CONSIGNE A :: Renvoyez chaque ligne des enregistrements ci-dessous qui contient le mot « balustrade ».

EXTRAIT CHOISI ::
LE BLOG DE GEORGES MORÉAS

Le blog de la fin du « Monde »

 

Je suis viré ! Ce billet sera l’un des derniers à paraître sur le site du journal Le Monde. En effet, pour des raisons techniques ou financières, je ne sais pas, le premier quotidien de France a décidé de supprimer ses derniers blogueurs, ceux qui ont survécu à la razzia de 2019.

À quelques mots près ce billet est une copie de celui publié sur le site du journal Le Monde avant qu'il ne ferme ses blogs.

CONSIGNE B :: Répétez mot pour mot l'intégralité du billet ci-dessus sur la fermeture des blogs du Monde.

ENREGISTREMENTS FOURNIS ::
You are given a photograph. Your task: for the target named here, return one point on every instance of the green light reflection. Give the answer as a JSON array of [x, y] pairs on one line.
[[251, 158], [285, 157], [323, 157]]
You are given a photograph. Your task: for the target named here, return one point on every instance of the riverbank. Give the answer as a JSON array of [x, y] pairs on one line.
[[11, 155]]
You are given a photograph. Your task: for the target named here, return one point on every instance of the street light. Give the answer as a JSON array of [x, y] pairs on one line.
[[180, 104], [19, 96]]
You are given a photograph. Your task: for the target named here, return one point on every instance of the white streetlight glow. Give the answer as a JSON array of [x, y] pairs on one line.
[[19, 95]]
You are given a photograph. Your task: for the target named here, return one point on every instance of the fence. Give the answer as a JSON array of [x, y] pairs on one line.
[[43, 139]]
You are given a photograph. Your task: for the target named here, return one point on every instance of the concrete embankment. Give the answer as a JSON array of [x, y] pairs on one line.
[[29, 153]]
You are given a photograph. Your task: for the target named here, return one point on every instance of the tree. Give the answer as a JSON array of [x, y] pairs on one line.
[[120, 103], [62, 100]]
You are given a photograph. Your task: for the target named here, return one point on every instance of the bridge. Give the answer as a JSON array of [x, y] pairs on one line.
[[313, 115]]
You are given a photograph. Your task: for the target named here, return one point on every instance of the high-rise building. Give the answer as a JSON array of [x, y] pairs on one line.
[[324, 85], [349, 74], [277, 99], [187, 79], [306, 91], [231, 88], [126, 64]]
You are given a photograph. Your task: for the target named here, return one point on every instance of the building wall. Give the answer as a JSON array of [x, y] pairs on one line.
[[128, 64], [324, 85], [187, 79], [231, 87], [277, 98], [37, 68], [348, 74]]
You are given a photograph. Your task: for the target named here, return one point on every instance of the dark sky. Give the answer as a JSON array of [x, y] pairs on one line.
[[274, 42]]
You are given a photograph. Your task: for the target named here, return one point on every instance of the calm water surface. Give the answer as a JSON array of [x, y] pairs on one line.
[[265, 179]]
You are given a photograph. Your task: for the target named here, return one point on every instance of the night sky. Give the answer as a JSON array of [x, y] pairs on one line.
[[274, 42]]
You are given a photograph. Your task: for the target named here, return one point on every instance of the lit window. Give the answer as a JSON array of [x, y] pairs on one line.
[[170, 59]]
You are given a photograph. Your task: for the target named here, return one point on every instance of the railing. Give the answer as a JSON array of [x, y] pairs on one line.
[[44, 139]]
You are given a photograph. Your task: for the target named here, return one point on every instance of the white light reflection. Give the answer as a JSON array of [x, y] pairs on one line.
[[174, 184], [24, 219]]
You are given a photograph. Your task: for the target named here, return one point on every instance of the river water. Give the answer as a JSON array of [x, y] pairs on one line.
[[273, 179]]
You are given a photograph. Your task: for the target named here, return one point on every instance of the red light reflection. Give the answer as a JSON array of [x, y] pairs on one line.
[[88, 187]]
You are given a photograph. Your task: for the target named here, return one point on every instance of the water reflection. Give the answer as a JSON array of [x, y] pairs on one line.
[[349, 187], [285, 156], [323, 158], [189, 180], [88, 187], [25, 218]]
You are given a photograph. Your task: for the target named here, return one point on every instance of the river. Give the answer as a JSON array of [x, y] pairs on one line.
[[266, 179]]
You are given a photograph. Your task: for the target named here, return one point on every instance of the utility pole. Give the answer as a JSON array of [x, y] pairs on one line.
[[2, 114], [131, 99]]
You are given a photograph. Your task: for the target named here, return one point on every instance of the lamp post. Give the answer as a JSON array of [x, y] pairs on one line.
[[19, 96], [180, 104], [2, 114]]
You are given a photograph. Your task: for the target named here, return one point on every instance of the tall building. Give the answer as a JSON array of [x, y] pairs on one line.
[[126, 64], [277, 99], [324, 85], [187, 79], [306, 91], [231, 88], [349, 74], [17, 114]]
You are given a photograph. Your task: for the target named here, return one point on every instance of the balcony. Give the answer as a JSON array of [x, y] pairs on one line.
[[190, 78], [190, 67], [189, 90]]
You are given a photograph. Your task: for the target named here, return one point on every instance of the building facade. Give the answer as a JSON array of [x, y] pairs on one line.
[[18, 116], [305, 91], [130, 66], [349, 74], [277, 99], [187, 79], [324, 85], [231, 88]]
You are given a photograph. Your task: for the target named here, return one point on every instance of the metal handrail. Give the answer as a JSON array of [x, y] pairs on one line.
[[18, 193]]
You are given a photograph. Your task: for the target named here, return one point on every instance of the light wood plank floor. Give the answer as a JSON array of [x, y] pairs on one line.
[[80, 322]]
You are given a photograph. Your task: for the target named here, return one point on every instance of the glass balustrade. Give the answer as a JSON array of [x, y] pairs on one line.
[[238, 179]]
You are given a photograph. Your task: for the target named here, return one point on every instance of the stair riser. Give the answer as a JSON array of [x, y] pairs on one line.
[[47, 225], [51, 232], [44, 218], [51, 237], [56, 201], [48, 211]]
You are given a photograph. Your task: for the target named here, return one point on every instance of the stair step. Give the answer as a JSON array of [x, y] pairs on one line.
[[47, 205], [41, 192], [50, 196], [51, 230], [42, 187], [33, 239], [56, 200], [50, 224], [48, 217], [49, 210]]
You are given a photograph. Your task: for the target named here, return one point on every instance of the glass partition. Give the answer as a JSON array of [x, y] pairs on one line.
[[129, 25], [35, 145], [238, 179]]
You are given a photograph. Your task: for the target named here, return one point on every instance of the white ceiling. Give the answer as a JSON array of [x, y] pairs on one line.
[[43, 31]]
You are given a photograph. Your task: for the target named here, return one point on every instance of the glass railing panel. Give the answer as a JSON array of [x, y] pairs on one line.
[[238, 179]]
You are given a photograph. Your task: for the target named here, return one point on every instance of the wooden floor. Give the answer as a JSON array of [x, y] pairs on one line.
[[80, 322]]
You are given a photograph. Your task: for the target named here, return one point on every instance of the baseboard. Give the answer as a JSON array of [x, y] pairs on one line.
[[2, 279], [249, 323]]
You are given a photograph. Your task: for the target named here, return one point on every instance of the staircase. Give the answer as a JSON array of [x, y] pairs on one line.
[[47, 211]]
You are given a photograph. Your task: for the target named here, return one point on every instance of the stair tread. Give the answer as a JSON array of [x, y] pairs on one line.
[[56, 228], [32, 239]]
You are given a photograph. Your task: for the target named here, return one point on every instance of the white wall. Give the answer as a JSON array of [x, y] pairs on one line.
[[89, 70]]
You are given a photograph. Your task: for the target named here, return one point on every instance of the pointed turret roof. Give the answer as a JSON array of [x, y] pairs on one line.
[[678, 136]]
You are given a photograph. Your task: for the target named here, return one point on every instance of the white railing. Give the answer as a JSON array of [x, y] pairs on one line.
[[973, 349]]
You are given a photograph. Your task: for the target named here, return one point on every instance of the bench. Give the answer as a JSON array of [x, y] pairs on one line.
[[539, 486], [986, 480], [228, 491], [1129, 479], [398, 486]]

RÉSULTAT ATTENDU A ::
You are given a photograph. Your task: for the target named here, return one point on every instance of the glass balustrade. Give the answer as a JSON array of [x, y] pairs on one line.

RÉSULTAT ATTENDU B ::
LE BLOG DE GEORGES MORÉAS

Le blog de la fin du « Monde »

 

Je suis viré ! Ce billet sera l’un des derniers à paraître sur le site du journal Le Monde. En effet, pour des raisons techniques ou financières, je ne sais pas, le premier quotidien de France a décidé de supprimer ses derniers blogueurs, ceux qui ont survécu à la razzia de 2019.

À quelques mots près ce billet est une copie de celui publié sur le site du journal Le Monde avant qu'il ne ferme ses blogs.